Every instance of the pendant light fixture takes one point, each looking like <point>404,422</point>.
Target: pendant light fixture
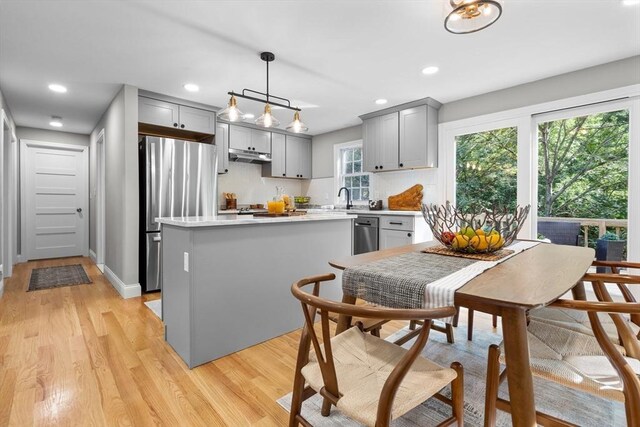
<point>231,113</point>
<point>469,16</point>
<point>267,119</point>
<point>296,125</point>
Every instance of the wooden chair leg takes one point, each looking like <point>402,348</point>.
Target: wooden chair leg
<point>457,394</point>
<point>450,336</point>
<point>493,384</point>
<point>456,317</point>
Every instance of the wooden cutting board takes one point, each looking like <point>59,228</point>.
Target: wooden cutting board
<point>408,200</point>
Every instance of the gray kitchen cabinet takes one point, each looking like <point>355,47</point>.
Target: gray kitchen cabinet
<point>278,158</point>
<point>298,157</point>
<point>197,120</point>
<point>401,137</point>
<point>169,114</point>
<point>155,112</point>
<point>395,238</point>
<point>416,147</point>
<point>380,143</point>
<point>244,138</point>
<point>222,143</point>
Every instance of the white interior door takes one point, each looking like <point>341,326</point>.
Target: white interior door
<point>55,199</point>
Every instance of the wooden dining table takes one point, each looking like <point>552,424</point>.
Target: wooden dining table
<point>531,279</point>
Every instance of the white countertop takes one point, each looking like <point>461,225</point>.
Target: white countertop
<point>364,212</point>
<point>224,220</point>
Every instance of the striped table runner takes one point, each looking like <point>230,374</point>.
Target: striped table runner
<point>416,279</point>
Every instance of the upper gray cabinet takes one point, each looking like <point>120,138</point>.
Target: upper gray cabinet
<point>298,157</point>
<point>222,143</point>
<point>401,137</point>
<point>380,136</point>
<point>168,114</point>
<point>244,138</point>
<point>290,157</point>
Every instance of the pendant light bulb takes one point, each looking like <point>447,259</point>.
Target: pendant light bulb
<point>266,119</point>
<point>296,125</point>
<point>231,113</point>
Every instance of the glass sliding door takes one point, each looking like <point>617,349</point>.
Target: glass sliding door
<point>583,177</point>
<point>487,169</point>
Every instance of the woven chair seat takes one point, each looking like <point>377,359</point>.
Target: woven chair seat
<point>579,321</point>
<point>363,363</point>
<point>574,359</point>
<point>368,324</point>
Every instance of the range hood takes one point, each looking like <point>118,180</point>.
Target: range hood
<point>245,156</point>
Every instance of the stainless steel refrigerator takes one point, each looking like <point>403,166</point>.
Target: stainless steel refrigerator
<point>177,179</point>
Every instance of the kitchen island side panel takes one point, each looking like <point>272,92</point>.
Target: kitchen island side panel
<point>242,276</point>
<point>176,300</point>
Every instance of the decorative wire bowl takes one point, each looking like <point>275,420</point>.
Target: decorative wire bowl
<point>484,231</point>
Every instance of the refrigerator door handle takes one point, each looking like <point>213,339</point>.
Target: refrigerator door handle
<point>152,182</point>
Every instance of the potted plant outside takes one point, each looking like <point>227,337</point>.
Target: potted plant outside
<point>609,247</point>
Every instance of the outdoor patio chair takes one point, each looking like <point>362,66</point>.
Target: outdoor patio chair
<point>560,232</point>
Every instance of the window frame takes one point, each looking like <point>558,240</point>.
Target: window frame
<point>337,148</point>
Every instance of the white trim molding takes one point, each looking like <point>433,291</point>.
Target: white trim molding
<point>125,291</point>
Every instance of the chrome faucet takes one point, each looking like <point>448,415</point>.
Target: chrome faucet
<point>349,205</point>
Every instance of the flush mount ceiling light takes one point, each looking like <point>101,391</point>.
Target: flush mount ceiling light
<point>267,120</point>
<point>54,87</point>
<point>469,16</point>
<point>190,87</point>
<point>56,122</point>
<point>430,70</point>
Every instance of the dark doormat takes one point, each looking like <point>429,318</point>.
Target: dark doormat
<point>55,277</point>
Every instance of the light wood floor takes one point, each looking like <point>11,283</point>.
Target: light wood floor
<point>83,356</point>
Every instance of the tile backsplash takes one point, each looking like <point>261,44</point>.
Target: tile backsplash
<point>323,190</point>
<point>245,179</point>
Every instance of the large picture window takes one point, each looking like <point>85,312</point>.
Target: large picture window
<point>350,173</point>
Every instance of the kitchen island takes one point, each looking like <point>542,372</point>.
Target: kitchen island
<point>226,280</point>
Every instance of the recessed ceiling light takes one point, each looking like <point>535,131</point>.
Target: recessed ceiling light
<point>54,87</point>
<point>430,70</point>
<point>56,122</point>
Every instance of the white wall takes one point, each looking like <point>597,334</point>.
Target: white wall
<point>603,77</point>
<point>7,205</point>
<point>245,179</point>
<point>52,136</point>
<point>120,123</point>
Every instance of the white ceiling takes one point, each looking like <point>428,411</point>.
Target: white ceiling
<point>336,55</point>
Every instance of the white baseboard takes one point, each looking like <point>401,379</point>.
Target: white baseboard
<point>125,291</point>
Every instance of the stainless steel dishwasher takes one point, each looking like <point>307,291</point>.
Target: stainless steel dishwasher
<point>365,234</point>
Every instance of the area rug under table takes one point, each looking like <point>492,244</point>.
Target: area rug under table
<point>55,277</point>
<point>574,406</point>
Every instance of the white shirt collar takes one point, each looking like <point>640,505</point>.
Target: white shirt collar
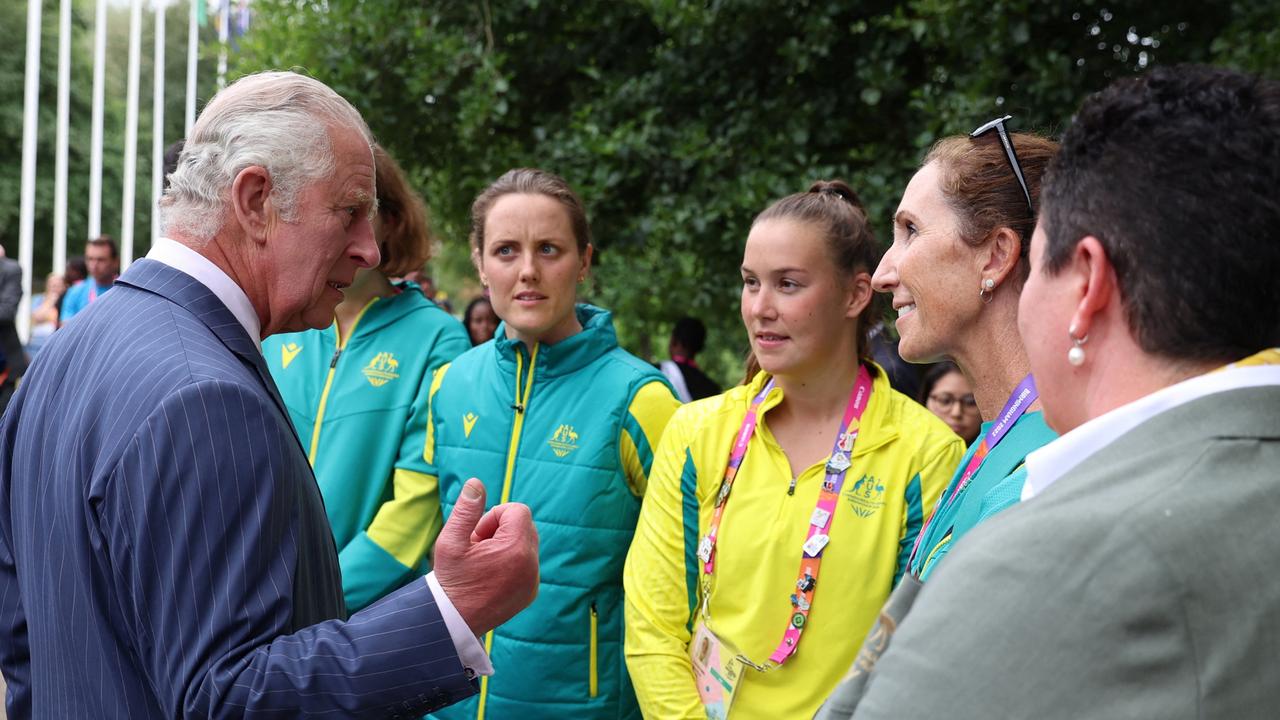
<point>1050,463</point>
<point>187,260</point>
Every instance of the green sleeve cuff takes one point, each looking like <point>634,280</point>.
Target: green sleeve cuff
<point>369,573</point>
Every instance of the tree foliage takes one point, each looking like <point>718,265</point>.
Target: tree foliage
<point>13,51</point>
<point>680,121</point>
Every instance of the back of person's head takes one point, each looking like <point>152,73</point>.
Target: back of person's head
<point>979,185</point>
<point>690,333</point>
<point>405,238</point>
<point>1176,173</point>
<point>530,181</point>
<point>839,213</point>
<point>279,121</point>
<point>104,241</point>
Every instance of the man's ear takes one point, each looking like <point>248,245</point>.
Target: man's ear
<point>251,201</point>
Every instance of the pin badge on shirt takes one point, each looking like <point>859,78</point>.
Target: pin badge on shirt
<point>837,464</point>
<point>814,545</point>
<point>846,441</point>
<point>704,550</point>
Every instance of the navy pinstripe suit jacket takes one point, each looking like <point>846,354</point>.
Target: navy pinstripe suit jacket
<point>164,548</point>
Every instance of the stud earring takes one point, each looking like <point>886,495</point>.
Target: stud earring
<point>987,287</point>
<point>1075,356</point>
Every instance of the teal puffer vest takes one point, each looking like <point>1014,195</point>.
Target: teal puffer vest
<point>562,656</point>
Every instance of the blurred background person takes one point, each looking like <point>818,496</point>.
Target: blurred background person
<point>1133,580</point>
<point>955,272</point>
<point>568,420</point>
<point>480,320</point>
<point>691,383</point>
<point>356,392</point>
<point>827,464</point>
<point>73,274</point>
<point>44,311</point>
<point>103,263</point>
<point>946,392</point>
<point>13,358</point>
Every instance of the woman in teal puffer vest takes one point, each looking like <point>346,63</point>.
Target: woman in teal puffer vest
<point>553,414</point>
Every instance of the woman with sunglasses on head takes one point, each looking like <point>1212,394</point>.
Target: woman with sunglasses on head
<point>955,273</point>
<point>553,414</point>
<point>946,392</point>
<point>814,464</point>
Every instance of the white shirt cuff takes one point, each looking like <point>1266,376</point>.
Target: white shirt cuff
<point>475,660</point>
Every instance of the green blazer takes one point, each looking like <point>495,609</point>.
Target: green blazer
<point>1139,584</point>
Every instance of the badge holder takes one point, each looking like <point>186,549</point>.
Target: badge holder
<point>717,671</point>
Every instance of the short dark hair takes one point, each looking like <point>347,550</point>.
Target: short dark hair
<point>105,241</point>
<point>1178,176</point>
<point>406,242</point>
<point>690,333</point>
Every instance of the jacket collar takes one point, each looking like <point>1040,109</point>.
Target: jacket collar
<point>880,420</point>
<point>567,355</point>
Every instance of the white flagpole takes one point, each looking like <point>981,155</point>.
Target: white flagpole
<point>64,96</point>
<point>95,162</point>
<point>192,54</point>
<point>158,122</point>
<point>27,204</point>
<point>131,136</point>
<point>223,41</point>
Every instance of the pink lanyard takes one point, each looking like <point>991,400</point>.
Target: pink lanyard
<point>819,523</point>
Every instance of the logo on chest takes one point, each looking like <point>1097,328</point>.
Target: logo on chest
<point>288,352</point>
<point>563,441</point>
<point>867,496</point>
<point>382,369</point>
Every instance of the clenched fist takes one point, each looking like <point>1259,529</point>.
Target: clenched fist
<point>488,566</point>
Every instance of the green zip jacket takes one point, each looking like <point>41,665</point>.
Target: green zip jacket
<point>359,404</point>
<point>570,431</point>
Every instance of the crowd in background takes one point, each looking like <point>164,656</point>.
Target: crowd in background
<point>757,552</point>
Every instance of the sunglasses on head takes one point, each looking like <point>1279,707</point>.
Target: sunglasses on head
<point>999,126</point>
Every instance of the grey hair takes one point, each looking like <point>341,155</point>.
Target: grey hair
<point>279,121</point>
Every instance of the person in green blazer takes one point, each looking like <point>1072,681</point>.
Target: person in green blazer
<point>1134,579</point>
<point>356,392</point>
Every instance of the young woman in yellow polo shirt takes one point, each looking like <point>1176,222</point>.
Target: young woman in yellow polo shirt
<point>781,514</point>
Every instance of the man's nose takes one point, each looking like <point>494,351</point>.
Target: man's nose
<point>364,247</point>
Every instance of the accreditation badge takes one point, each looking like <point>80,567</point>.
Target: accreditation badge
<point>717,671</point>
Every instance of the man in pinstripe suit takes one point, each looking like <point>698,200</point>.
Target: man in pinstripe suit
<point>164,548</point>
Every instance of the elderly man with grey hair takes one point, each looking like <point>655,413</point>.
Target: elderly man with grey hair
<point>164,550</point>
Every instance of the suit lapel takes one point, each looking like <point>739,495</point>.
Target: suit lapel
<point>193,296</point>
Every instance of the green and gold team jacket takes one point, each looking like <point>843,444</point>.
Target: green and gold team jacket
<point>359,404</point>
<point>567,429</point>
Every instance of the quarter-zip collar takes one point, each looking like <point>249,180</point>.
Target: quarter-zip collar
<point>880,420</point>
<point>566,356</point>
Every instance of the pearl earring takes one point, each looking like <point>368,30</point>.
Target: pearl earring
<point>1075,356</point>
<point>987,287</point>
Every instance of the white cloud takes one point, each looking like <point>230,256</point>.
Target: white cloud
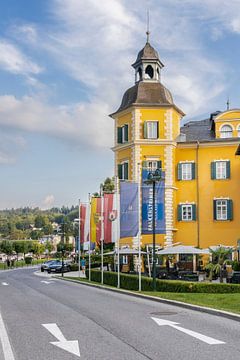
<point>96,43</point>
<point>48,202</point>
<point>83,124</point>
<point>10,146</point>
<point>14,61</point>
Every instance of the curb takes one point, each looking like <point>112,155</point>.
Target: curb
<point>222,313</point>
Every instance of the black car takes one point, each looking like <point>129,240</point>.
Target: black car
<point>236,277</point>
<point>56,266</point>
<point>46,264</point>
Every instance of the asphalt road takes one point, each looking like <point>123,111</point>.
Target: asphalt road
<point>108,326</point>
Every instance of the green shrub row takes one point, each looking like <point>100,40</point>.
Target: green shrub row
<point>130,282</point>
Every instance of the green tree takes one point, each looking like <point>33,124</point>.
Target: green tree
<point>47,229</point>
<point>37,248</point>
<point>40,221</point>
<point>48,246</point>
<point>108,185</point>
<point>6,247</point>
<point>219,258</point>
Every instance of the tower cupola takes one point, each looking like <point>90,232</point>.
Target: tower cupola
<point>147,65</point>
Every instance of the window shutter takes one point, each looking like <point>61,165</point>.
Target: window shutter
<point>145,134</point>
<point>194,212</point>
<point>119,135</point>
<point>193,171</point>
<point>213,170</point>
<point>229,210</point>
<point>126,132</point>
<point>179,171</point>
<point>179,212</point>
<point>120,171</point>
<point>227,169</point>
<point>214,209</point>
<point>125,171</point>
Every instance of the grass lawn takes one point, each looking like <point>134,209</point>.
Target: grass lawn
<point>227,302</point>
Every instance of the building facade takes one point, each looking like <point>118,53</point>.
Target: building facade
<point>200,159</point>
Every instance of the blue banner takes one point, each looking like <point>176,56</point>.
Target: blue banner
<point>147,205</point>
<point>129,209</point>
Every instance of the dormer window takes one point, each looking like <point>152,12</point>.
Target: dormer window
<point>238,130</point>
<point>226,131</point>
<point>149,72</point>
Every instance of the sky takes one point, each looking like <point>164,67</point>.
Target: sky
<point>64,66</point>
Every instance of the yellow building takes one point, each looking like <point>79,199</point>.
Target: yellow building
<point>200,159</point>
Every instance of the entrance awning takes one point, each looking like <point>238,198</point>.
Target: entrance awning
<point>181,249</point>
<point>125,252</point>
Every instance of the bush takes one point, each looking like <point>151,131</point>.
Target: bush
<point>130,282</point>
<point>236,265</point>
<point>28,260</point>
<point>74,267</point>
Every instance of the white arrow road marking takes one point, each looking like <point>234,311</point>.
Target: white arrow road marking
<point>70,346</point>
<point>6,346</point>
<point>204,338</point>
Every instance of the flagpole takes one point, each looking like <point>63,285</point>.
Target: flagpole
<point>102,231</point>
<point>118,230</point>
<point>79,234</point>
<point>89,246</point>
<point>139,229</point>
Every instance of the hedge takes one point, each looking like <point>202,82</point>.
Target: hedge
<point>130,282</point>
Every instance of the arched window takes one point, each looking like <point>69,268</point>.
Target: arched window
<point>149,72</point>
<point>139,74</point>
<point>238,129</point>
<point>226,131</point>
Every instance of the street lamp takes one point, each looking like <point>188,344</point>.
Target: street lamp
<point>62,247</point>
<point>152,179</point>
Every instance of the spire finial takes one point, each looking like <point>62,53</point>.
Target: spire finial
<point>147,32</point>
<point>228,103</point>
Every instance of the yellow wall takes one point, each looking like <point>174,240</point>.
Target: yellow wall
<point>232,118</point>
<point>211,232</point>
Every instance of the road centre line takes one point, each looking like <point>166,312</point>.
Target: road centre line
<point>207,339</point>
<point>6,346</point>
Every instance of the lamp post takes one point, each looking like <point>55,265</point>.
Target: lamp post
<point>152,179</point>
<point>62,245</point>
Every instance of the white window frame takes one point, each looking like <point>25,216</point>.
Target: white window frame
<point>123,174</point>
<point>152,129</point>
<point>186,171</point>
<point>221,169</point>
<point>188,210</point>
<point>238,131</point>
<point>226,134</point>
<point>124,134</point>
<point>221,209</point>
<point>152,165</point>
<point>125,260</point>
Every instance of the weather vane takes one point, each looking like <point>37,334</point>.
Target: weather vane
<point>148,32</point>
<point>228,103</point>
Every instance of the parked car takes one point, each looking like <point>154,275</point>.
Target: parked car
<point>235,277</point>
<point>56,266</point>
<point>44,266</point>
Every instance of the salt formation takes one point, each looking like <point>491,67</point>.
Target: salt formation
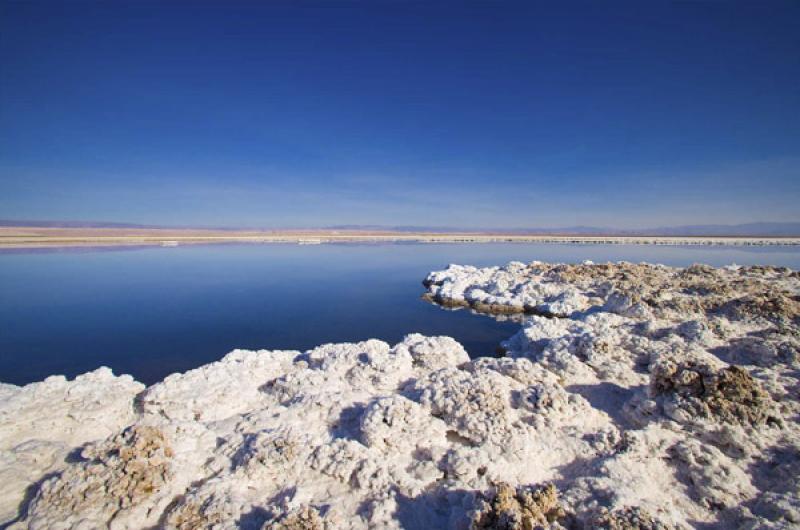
<point>633,397</point>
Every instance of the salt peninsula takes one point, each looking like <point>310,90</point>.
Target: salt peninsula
<point>634,396</point>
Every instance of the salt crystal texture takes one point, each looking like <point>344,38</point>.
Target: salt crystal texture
<point>633,396</point>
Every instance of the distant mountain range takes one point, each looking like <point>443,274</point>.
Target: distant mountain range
<point>749,229</point>
<point>764,229</point>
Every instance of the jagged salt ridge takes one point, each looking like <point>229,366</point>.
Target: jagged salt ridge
<point>634,396</point>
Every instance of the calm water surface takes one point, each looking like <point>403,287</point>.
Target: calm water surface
<point>153,311</point>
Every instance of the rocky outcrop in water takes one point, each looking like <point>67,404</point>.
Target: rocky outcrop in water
<point>633,397</point>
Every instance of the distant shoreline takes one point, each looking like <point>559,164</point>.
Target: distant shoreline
<point>36,237</point>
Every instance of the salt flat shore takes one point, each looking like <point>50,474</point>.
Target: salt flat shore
<point>28,237</point>
<point>633,396</point>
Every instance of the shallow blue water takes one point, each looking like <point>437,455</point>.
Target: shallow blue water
<point>153,311</point>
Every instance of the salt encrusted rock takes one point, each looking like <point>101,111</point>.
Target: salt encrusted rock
<point>654,397</point>
<point>477,408</point>
<point>520,508</point>
<point>695,388</point>
<point>399,424</point>
<point>123,478</point>
<point>432,353</point>
<point>634,290</point>
<point>714,479</point>
<point>628,518</point>
<point>42,422</point>
<point>305,518</point>
<point>178,397</point>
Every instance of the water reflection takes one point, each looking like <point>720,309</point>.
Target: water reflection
<point>153,311</point>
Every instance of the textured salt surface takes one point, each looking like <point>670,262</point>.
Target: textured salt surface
<point>634,396</point>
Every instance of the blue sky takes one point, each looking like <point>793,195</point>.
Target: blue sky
<point>400,113</point>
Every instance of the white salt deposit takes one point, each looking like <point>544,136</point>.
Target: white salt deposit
<point>633,396</point>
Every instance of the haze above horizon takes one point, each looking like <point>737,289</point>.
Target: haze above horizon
<point>467,115</point>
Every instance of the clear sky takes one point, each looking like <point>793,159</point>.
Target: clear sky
<point>460,114</point>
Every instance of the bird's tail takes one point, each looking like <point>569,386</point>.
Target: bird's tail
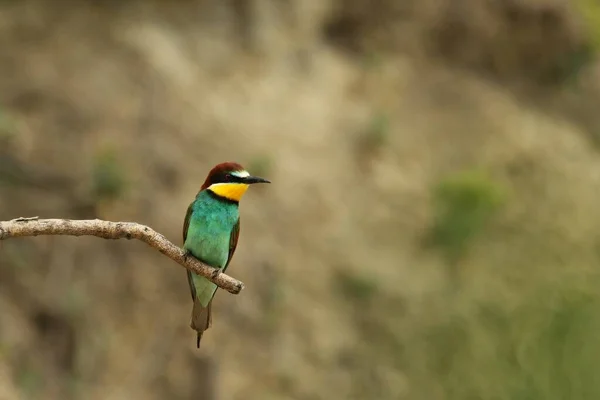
<point>201,319</point>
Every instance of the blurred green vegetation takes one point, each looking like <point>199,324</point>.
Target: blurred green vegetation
<point>463,204</point>
<point>108,175</point>
<point>541,345</point>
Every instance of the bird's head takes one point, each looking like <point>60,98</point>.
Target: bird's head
<point>230,180</point>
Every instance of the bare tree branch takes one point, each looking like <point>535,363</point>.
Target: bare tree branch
<point>33,226</point>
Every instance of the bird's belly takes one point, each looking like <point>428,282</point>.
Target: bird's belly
<point>212,250</point>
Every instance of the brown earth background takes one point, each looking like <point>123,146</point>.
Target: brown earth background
<point>432,231</point>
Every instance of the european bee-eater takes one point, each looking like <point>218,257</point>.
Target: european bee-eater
<point>210,233</point>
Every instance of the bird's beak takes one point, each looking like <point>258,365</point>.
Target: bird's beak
<point>255,179</point>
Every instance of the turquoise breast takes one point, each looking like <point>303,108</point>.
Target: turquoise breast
<point>210,228</point>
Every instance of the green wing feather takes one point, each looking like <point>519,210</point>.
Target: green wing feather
<point>186,225</point>
<point>235,234</point>
<point>233,240</point>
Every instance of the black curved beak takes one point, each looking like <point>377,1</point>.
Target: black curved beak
<point>255,179</point>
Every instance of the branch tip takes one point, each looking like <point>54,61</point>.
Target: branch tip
<point>118,230</point>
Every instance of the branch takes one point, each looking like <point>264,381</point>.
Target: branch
<point>33,226</point>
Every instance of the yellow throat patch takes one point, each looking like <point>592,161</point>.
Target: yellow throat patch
<point>231,191</point>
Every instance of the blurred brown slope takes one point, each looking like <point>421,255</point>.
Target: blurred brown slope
<point>354,111</point>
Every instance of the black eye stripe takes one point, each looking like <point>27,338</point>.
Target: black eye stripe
<point>227,177</point>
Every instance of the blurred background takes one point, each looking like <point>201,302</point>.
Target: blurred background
<point>432,230</point>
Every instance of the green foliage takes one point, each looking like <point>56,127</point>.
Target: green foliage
<point>546,347</point>
<point>108,175</point>
<point>8,129</point>
<point>463,204</point>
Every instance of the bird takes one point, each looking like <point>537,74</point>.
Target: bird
<point>210,233</point>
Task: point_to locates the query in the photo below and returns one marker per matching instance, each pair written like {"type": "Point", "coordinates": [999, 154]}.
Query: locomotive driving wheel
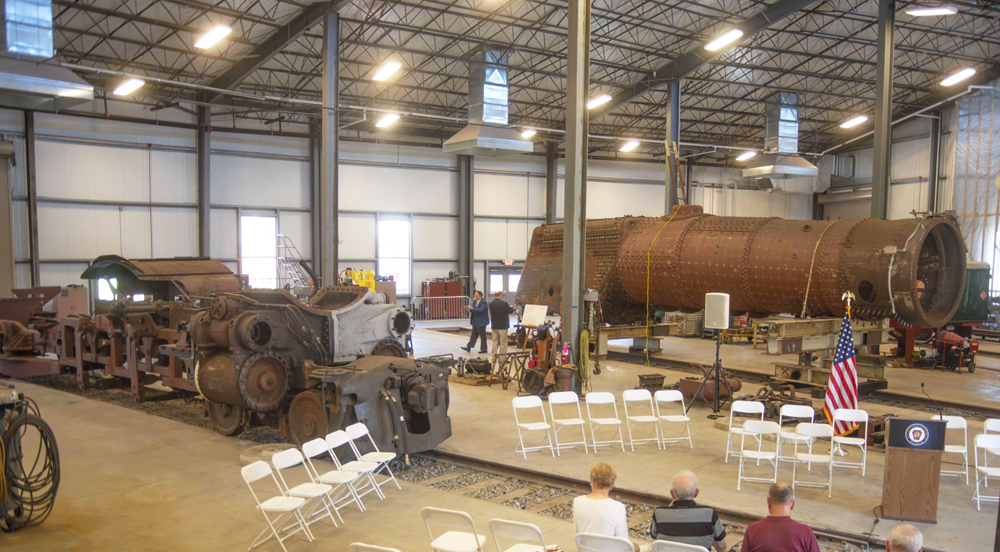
{"type": "Point", "coordinates": [227, 419]}
{"type": "Point", "coordinates": [307, 419]}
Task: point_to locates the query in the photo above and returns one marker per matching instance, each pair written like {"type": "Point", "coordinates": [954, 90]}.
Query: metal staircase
{"type": "Point", "coordinates": [291, 261]}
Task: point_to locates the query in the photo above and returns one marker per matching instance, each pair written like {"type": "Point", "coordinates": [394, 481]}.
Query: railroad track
{"type": "Point", "coordinates": [552, 495]}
--
→ **Aim of the exercise**
Could you put the rows above into a Markdown table with the columns No. and Line, starting with the line containing "Every instance of the tile" and going on through the line containing "<point>350,173</point>"? Leave out blank lines.

→ **Exercise answer**
| No. | Line |
|---|---|
| 1 | Every instance of the tile backsplash takes one point, each looking like <point>261,44</point>. |
| 2 | Target: tile backsplash |
| 3 | <point>323,190</point> |
| 4 | <point>245,179</point> |
| 5 | Every instance of the large picture window takes one point, each looking like <point>85,312</point>. |
| 6 | Target: large picture window |
| 7 | <point>350,173</point> |